** Extracted material follows **

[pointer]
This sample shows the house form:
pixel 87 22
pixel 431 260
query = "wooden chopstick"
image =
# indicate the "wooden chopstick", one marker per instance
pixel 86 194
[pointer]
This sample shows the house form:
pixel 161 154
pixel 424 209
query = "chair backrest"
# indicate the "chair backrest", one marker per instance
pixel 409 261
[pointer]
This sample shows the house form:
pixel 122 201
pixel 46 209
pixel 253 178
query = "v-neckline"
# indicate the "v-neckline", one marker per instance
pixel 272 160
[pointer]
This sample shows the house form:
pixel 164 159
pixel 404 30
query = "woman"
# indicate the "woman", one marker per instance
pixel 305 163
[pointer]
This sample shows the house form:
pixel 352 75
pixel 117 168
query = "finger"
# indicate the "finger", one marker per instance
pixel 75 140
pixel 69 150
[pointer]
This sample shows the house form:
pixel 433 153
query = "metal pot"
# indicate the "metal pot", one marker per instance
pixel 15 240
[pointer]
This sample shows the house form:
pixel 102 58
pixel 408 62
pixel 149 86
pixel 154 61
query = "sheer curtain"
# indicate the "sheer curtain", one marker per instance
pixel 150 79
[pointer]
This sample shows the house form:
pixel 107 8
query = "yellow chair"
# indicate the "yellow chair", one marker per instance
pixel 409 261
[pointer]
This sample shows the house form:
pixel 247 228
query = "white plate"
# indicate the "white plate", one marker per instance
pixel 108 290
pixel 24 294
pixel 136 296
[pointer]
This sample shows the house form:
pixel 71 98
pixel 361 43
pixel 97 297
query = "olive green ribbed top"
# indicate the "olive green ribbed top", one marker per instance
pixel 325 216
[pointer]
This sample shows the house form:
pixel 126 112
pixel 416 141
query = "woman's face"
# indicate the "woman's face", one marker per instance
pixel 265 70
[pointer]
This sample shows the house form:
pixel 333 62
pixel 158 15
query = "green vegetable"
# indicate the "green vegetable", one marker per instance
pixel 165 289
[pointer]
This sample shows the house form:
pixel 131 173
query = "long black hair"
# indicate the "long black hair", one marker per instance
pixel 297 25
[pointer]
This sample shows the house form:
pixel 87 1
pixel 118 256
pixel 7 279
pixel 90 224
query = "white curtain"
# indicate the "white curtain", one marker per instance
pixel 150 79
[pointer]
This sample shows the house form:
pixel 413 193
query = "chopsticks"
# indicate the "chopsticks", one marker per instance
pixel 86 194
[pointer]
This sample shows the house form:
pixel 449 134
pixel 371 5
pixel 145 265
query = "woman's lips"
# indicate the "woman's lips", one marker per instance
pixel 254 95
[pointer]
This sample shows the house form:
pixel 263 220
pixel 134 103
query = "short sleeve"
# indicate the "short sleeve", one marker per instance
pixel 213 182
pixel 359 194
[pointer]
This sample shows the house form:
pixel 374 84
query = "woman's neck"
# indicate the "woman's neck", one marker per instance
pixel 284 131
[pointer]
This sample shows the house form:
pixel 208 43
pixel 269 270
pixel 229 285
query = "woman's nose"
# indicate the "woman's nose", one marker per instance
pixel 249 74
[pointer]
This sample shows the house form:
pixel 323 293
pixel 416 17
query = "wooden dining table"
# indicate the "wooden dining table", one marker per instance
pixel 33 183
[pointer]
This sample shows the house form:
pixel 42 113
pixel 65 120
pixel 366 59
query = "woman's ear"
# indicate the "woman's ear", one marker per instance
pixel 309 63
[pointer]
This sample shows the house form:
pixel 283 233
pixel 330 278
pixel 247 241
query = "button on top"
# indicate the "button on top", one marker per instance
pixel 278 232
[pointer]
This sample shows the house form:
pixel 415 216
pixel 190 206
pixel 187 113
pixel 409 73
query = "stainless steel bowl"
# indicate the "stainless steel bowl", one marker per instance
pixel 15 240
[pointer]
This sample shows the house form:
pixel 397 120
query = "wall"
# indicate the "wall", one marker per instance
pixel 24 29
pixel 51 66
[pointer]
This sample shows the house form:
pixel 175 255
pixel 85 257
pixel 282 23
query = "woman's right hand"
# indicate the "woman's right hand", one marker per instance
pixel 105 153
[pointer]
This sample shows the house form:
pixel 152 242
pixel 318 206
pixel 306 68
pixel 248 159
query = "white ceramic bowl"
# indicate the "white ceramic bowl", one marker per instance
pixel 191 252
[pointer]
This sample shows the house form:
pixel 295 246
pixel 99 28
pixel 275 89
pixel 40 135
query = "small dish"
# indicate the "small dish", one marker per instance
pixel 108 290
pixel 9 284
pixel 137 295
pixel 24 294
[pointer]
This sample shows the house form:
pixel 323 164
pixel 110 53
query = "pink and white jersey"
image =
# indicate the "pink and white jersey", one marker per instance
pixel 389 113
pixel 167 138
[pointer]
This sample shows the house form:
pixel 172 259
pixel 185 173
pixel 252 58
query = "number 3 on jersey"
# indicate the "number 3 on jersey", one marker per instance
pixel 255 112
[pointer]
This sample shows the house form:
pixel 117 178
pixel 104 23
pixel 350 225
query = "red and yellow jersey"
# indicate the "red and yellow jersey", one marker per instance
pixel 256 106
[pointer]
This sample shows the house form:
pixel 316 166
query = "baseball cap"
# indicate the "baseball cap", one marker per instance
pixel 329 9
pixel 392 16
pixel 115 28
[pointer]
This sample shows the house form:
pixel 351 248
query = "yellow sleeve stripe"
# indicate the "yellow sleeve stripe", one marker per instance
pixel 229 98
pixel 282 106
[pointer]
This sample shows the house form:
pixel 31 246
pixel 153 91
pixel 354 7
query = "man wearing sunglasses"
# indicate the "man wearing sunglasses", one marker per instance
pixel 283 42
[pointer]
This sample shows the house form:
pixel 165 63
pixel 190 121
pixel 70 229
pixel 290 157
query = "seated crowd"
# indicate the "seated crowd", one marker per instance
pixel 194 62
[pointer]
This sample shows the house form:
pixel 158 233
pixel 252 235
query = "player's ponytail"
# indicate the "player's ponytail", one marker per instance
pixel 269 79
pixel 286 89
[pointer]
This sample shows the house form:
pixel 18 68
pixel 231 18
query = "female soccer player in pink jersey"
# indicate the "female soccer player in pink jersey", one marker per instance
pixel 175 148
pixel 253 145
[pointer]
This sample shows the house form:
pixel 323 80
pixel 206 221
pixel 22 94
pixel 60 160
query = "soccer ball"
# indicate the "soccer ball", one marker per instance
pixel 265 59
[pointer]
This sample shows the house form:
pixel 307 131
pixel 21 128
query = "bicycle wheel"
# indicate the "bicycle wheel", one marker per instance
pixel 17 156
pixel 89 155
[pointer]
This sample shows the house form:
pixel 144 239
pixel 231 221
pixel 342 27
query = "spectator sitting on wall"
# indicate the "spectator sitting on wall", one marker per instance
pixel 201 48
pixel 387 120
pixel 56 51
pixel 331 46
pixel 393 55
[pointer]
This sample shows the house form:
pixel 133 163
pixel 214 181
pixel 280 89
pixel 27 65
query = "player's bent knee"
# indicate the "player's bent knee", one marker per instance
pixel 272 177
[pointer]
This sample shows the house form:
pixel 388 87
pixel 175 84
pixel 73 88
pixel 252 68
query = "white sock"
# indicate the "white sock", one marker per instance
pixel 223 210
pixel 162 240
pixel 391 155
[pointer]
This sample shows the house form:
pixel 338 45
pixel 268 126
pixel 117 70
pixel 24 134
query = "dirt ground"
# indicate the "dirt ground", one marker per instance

** End of Extracted material **

Goal of the exercise:
Your task is to repeat each of the records above exactly.

Output for this task:
[pointer]
This sample shows the house form:
pixel 87 22
pixel 431 260
query = "wooden chopstick"
image =
# indicate the "wooden chopstick", one marker per instance
pixel 86 194
[pointer]
This sample shows the house form:
pixel 161 154
pixel 424 209
query = "chair backrest"
# indicate the "chair backrest", one marker per instance
pixel 409 261
[pointer]
This sample shows the house form:
pixel 122 201
pixel 46 209
pixel 253 178
query = "v-neckline"
# indicate the "v-neckline", one marker per instance
pixel 272 160
[pointer]
This sample shows the house form:
pixel 164 159
pixel 404 30
query = "woman"
# indicate the "woman", one marker per instance
pixel 305 163
[pointer]
This sample shows the house form:
pixel 352 75
pixel 117 168
query = "finger"
# indicate the "finger", one marker per instance
pixel 75 140
pixel 69 150
[pointer]
This sample shows the house form:
pixel 433 153
query = "metal pot"
# indicate the "metal pot", one marker per instance
pixel 15 240
[pointer]
This sample shows the house form:
pixel 102 58
pixel 408 62
pixel 149 86
pixel 154 61
query = "sheer curtain"
# indicate the "sheer curtain", one marker per instance
pixel 150 79
[pointer]
This sample shows the house form:
pixel 107 8
query = "yellow chair"
# indicate the "yellow chair", one marker per instance
pixel 409 261
[pointer]
This sample shows the house form:
pixel 247 228
query = "white plate"
# indicate the "white plate", one marker per instance
pixel 108 290
pixel 24 294
pixel 136 296
[pointer]
This sample shows the house form:
pixel 71 98
pixel 361 43
pixel 97 297
query = "olive green ribbed top"
# indicate the "olive green ribbed top", one marker per instance
pixel 325 216
[pointer]
This sample shows the house form:
pixel 126 112
pixel 416 141
query = "woman's face"
# indicate the "woman's face", one marker per instance
pixel 265 70
[pointer]
This sample shows the house form:
pixel 333 62
pixel 158 15
query = "green vegetable"
# indicate the "green vegetable", one marker per instance
pixel 165 289
[pointer]
This sample shows the house form:
pixel 131 173
query = "long black hair"
# indicate the "long black hair", one marker per instance
pixel 297 25
[pointer]
This sample shows the house form:
pixel 87 1
pixel 118 256
pixel 7 279
pixel 90 224
query = "white curtain"
# indicate the "white curtain", one marker per instance
pixel 150 79
[pointer]
This sample shows the house form:
pixel 413 193
query = "chopsticks"
# indicate the "chopsticks", one marker per instance
pixel 86 194
[pointer]
This sample shows the house form:
pixel 449 134
pixel 371 5
pixel 145 265
query = "woman's lips"
# indicate the "woman's lips", one marker per instance
pixel 254 95
[pointer]
This sample shows the house form:
pixel 263 220
pixel 134 103
query = "short sleeve"
# indicate the "short sleeve", one marker per instance
pixel 213 182
pixel 359 194
[pointer]
This sample shows the house form:
pixel 374 84
query = "woman's neck"
# indicate the "woman's neck", one marker per instance
pixel 284 131
[pointer]
This sample shows the house form:
pixel 208 43
pixel 269 270
pixel 229 285
query = "woman's nose"
# indicate the "woman's nose", one marker per instance
pixel 249 74
[pointer]
This sample shows the house form:
pixel 323 293
pixel 416 17
query = "wooden dining table"
# indicate the "wooden dining table", one marker per instance
pixel 33 183
[pointer]
This sample shows the house form:
pixel 42 113
pixel 65 120
pixel 366 59
query = "woman's ear"
# indicate the "woman's ear", one marker per instance
pixel 309 63
[pointer]
This sample shows the house form:
pixel 283 233
pixel 330 278
pixel 247 241
query = "button on top"
# indicate the "button on top", one marker per instance
pixel 278 232
[pointer]
This sample shows the house form:
pixel 415 216
pixel 190 206
pixel 187 113
pixel 409 73
query = "stainless steel bowl"
# indicate the "stainless steel bowl", one marker per instance
pixel 15 240
[pointer]
This sample shows the house form:
pixel 397 120
query = "wall"
# indicate the "wall", one marker per instance
pixel 24 29
pixel 51 66
[pointer]
This sample shows the house form:
pixel 175 255
pixel 85 257
pixel 282 23
query = "woman's right hand"
# indicate the "woman's right hand", one marker per instance
pixel 105 153
[pointer]
This sample shows the house form:
pixel 152 242
pixel 318 206
pixel 306 68
pixel 248 159
query = "white ceramic bowl"
# indicate the "white ceramic bowl", one marker per instance
pixel 191 252
[pointer]
This sample shows the house form:
pixel 295 246
pixel 99 28
pixel 275 89
pixel 40 135
query = "small dish"
# indicate the "small dish", one marker per instance
pixel 108 290
pixel 9 284
pixel 137 295
pixel 24 294
[pointer]
This sample shows the house form:
pixel 323 164
pixel 110 53
query = "pink and white jersey"
image =
# indicate the "pink and white jersey", one marker per instance
pixel 389 113
pixel 167 138
[pointer]
This sample shows the house form:
pixel 172 259
pixel 185 173
pixel 252 58
query = "number 3 on jersey"
# indicate the "number 3 on jersey", one marker per instance
pixel 255 112
[pointer]
This sample shows the house form:
pixel 117 178
pixel 104 23
pixel 350 225
query = "red and yellow jersey"
# indicate the "red and yellow jersey", one marker per instance
pixel 256 106
[pointer]
This sample shows the house form:
pixel 316 166
query = "baseball cap"
# indicate the "baseball cap", one marker per instance
pixel 329 9
pixel 392 16
pixel 115 28
[pointer]
This sample shows the house form:
pixel 351 248
query = "yellow sleeve stripe"
# indicate the "yellow sleeve stripe", one marker per instance
pixel 229 98
pixel 282 106
[pointer]
This sample shows the house form:
pixel 31 246
pixel 153 91
pixel 354 7
query = "man wearing sunglasses"
# indicate the "man wearing sunglasses", one marker per instance
pixel 283 42
[pointer]
This sample shows the house form:
pixel 165 63
pixel 190 121
pixel 70 229
pixel 290 157
query = "seated crowd"
# indicate the "seated crowd", one marker per instance
pixel 194 62
[pointer]
This sample shows the house form:
pixel 158 233
pixel 252 235
query = "player's ponytail"
# indicate the "player's ponytail", one marker per instance
pixel 269 79
pixel 286 89
[pointer]
This sample shows the house form:
pixel 18 68
pixel 231 18
query = "female soccer player in pink jersey"
# indicate the "female soccer player in pink jersey", one marker per instance
pixel 175 148
pixel 253 145
[pointer]
This sample shows the house form:
pixel 323 80
pixel 206 221
pixel 22 94
pixel 60 160
query = "soccer ball"
# indicate the "soccer ball", one marker per instance
pixel 265 59
[pointer]
This sample shows the house form:
pixel 307 131
pixel 21 128
query = "bicycle wheel"
# indicate the "bicycle wheel", one marker per instance
pixel 17 156
pixel 89 155
[pointer]
This sample shows the house form:
pixel 144 239
pixel 231 221
pixel 342 27
query = "spectator sitting on wall"
# indicate the "spectator sitting on wall", one marker per instance
pixel 201 48
pixel 387 120
pixel 56 51
pixel 331 46
pixel 393 55
[pointer]
This sample shows the house form:
pixel 133 163
pixel 214 181
pixel 280 89
pixel 27 65
query = "player's bent knee"
# indicate the "player's bent knee", one marker per instance
pixel 272 177
[pointer]
This sample shows the house form:
pixel 388 87
pixel 175 84
pixel 73 88
pixel 252 68
query = "white sock"
# indicate the "white sock", one marker per instance
pixel 223 210
pixel 162 240
pixel 391 155
[pointer]
This sample shows the house form:
pixel 338 45
pixel 268 126
pixel 117 70
pixel 24 134
query = "dirt ground"
# indicate the "dirt ground", one marker per instance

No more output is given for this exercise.